─── DATA PROVIDED

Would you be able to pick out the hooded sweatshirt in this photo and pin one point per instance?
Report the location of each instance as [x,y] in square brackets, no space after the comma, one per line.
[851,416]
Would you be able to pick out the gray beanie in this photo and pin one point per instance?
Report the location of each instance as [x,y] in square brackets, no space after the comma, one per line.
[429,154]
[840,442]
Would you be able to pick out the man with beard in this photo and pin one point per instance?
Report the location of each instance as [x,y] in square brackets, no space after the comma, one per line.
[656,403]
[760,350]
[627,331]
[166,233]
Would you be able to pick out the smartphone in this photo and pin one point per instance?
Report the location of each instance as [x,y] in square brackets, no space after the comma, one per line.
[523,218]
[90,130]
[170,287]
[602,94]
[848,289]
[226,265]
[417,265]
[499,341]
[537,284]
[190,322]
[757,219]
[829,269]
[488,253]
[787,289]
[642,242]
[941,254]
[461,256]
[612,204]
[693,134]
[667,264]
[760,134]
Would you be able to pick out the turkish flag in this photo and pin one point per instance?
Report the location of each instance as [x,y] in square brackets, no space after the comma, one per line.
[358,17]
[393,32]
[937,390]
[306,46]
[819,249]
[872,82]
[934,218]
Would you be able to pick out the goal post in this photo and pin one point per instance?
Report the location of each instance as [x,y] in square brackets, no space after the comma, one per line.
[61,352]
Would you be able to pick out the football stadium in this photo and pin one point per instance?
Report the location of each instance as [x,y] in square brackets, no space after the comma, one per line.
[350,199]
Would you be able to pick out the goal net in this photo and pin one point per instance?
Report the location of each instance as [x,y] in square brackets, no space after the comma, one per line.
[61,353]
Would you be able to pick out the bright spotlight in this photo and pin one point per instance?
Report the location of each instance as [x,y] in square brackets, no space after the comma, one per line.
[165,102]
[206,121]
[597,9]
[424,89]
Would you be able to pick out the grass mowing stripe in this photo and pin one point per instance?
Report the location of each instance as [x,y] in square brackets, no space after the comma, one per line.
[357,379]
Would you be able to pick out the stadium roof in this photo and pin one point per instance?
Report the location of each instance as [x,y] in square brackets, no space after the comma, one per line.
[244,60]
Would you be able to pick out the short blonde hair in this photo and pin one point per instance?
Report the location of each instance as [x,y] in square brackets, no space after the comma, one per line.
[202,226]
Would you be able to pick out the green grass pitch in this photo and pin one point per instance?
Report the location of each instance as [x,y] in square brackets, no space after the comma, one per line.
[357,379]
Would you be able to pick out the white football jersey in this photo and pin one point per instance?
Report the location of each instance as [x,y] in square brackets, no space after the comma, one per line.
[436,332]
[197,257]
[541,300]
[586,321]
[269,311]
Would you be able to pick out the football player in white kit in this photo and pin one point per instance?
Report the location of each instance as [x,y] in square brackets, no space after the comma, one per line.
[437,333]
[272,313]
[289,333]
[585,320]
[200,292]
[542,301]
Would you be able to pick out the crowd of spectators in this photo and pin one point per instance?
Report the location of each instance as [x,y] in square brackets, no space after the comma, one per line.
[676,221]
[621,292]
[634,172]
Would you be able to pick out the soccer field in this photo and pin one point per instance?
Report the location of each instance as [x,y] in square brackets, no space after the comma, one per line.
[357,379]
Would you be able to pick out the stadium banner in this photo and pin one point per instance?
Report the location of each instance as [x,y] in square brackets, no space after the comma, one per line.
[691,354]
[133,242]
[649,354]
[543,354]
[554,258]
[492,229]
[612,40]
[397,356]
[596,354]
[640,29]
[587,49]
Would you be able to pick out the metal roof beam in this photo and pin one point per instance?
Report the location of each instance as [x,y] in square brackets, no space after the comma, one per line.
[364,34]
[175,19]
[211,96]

──────

• [TASK PROMPT]:
Copy out every line from the one containing "Would you be able to pick out the soccer" to the end of the material, both ends included.

• [TASK RESPONSE]:
Would you be able to pick out the soccer field in this photo and pin one point per instance?
Report the location of each instance as [x,y] in square brackets, no space after the comma, one per line.
[357,379]
Would you be able to pick out the stadium banner in this photo and pin one point per instance?
Report the location of each instance as [x,y] in square brackets, no space after the comma, one per line.
[691,354]
[133,242]
[649,354]
[543,354]
[554,258]
[492,229]
[612,40]
[397,356]
[596,354]
[640,29]
[587,49]
Would you be able to pick out the metal roof beam in this photo and pin one point per instance?
Report the location of each instance as [x,y] in square brackets, no space after the comma, one per line.
[364,34]
[175,19]
[211,96]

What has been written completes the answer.